[Task directions]:
Carry on the collection of Ugandans' remarks about what they love in their country, starting after its last sentence.

[Supplied text]:
******

In education there is a problem, those days they used to give scholastic materials but it is not the case these days despite there is free education.Nonetheless, for the last 26years, there has been security. Women have been also recognised as you can see, there are female ministers, which is good for our country.
Faith Biyinzika, textile cloth dealer, Jinja
I love Uganda because the security has improved. People move freely throughout the night. Even if you come across police and soldiers they do not disturb along the roads.
I see people travelling with soldiers in public vehicles and interacting freely which was a great change compared to the past regimes. There is stability in the country, people are constructing big houses and there is free education for the children of Uganda.
Andrew Ogwang Oyang, LC5 vice-chairman, Lira
I love my county motto- For God and My Country- this makes Uganda a religious country that embraces all sorts of religious sects within the country; everyone is free to practice his or her religion. Secondly, what I love about my county Uganda is the recognition of the contribution of different personalities in the country. Celebrating Ugandan Independence is recognising the effort of the ex-President Apollo Milton Obote and his auxiliaries in the fight to bring freedom from colonial domination.
Gertrude Lando, Mbale
If the people who struggled for this country to get independence came back today, they would ask to go back immediately because they will find a country they craved for messed up. The old governments were here for a short time, but there was no corruption, they built infrastructure that still stands the test of time. Today, the only thing I can love about Uganda is that we are independent, we can manage our affairs although the type of leaders we have all self-seekers, we just need to revisit our past.

******

[Extracted records]:
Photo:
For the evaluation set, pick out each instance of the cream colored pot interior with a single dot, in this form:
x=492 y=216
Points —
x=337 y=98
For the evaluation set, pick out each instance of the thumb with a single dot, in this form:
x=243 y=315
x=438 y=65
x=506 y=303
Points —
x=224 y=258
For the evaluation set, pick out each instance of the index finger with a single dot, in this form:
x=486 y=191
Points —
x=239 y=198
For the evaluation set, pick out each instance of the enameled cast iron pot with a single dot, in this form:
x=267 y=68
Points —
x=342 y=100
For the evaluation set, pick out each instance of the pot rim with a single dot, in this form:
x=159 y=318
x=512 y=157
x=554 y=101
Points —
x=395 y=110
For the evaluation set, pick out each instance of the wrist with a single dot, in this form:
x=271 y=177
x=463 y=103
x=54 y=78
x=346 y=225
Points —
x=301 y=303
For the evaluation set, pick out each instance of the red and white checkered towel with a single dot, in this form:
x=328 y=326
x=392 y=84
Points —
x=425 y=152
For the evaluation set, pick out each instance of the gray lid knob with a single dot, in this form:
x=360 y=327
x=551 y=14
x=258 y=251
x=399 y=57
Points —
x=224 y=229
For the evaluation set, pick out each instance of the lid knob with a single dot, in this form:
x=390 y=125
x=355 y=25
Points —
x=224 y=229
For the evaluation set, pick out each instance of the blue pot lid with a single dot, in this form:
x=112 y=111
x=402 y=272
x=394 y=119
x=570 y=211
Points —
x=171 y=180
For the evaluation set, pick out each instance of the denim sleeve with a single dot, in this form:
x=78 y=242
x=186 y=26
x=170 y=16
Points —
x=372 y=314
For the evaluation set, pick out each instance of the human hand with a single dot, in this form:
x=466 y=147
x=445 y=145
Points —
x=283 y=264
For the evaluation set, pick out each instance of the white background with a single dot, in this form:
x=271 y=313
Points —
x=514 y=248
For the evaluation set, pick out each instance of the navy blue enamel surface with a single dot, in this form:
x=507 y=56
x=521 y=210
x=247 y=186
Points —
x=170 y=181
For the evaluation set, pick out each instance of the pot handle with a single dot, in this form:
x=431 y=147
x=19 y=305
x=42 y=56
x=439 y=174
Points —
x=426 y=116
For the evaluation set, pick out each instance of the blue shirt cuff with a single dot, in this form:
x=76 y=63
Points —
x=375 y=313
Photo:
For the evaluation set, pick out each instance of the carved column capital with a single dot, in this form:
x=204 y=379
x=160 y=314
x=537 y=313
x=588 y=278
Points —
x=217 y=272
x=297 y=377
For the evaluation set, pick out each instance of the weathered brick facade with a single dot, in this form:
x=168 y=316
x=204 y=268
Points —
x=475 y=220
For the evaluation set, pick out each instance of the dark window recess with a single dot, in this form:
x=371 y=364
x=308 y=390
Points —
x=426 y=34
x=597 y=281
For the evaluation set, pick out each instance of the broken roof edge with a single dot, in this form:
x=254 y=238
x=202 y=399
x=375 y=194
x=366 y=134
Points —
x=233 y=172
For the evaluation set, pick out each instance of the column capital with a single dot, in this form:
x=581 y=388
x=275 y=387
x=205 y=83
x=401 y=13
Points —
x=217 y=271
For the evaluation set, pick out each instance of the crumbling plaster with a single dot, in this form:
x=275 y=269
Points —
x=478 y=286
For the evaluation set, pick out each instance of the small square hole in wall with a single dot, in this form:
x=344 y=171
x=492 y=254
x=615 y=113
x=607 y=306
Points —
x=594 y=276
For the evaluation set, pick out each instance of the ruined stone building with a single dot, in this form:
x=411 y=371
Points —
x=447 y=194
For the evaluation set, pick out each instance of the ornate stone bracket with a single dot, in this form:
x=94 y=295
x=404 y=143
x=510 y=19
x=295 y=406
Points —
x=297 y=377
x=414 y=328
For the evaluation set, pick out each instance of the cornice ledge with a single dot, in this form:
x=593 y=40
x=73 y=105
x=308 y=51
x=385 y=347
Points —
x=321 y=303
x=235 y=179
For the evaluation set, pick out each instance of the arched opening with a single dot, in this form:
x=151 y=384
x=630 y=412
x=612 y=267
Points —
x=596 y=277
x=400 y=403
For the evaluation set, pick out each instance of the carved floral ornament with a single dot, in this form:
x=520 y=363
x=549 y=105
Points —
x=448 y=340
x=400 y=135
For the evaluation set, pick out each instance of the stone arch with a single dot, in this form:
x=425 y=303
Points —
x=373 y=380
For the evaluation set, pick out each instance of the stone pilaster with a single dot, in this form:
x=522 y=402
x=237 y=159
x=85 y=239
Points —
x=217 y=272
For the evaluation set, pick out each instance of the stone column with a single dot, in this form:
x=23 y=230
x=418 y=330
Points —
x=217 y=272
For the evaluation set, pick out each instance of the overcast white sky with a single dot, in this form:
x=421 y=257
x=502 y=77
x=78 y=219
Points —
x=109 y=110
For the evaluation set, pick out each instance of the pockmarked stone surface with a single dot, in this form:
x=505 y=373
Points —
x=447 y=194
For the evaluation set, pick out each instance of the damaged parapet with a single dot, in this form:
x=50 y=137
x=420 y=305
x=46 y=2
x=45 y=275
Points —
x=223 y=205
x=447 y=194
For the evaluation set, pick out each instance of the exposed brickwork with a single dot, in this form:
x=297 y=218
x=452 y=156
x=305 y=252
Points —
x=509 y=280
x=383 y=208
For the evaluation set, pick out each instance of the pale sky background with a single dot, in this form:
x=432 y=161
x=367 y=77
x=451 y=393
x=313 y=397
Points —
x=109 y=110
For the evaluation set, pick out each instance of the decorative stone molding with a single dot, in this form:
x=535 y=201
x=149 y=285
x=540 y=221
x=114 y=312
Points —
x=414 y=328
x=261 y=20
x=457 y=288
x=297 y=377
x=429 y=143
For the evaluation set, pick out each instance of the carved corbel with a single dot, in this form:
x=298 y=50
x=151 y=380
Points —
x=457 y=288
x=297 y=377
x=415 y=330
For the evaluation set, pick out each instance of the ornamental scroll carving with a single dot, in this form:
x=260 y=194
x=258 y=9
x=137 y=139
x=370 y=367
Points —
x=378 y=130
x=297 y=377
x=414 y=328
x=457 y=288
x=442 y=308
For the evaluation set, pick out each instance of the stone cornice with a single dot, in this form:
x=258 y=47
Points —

******

[Solved exercise]:
Monday Kabiito, a trader in Masaka
What I like about Uganda today is the relative peace and stability that we are enjoying. The question is how long will it last, especially if we do not pursue the political lines that sustain stability and peace, such as carrying out fair elections? There is some economic development and people everywhere in Masaka Region are constructing better houses. I see more cars on the road. If we learn to change our leaders peacefully and we sustain this kind of stability then the future will be bright.
Mary Bebwajuba, Kabale District vice chairperson
People vote candidates of their choice regardless of who is influencing them. Uganda is a better country than what it used to be in the past. Government policies on education such as universal primary and secondary education, Naads, improved health services at parish level, improved transport systems making the rural villages connected to market centres to sell their agriculture products makes Uganda a good country to live in.
Canon James Kahuku, retired church leader, Kabale
I love Uganda today because of the current peace and freedom of expression. In the olden days, you would not be sure of tomorrow. The existence of many places of worship and dedicated church leaders have also made Uganda a beautiful country for one to live in. What we want to day is for Ugandans to love and forgive each other to fight greed and promote harmony.
George Rashid Opio- Ojwina LC5 councilor, Gulu
My love towards the country is improving now that people are preparing for the celebration of Uganda’s 50 years of independence.
However, there are few things in the country that need to be addressed; the level of corruption by the Central Government is becoming unbearable and affecting development
in the country.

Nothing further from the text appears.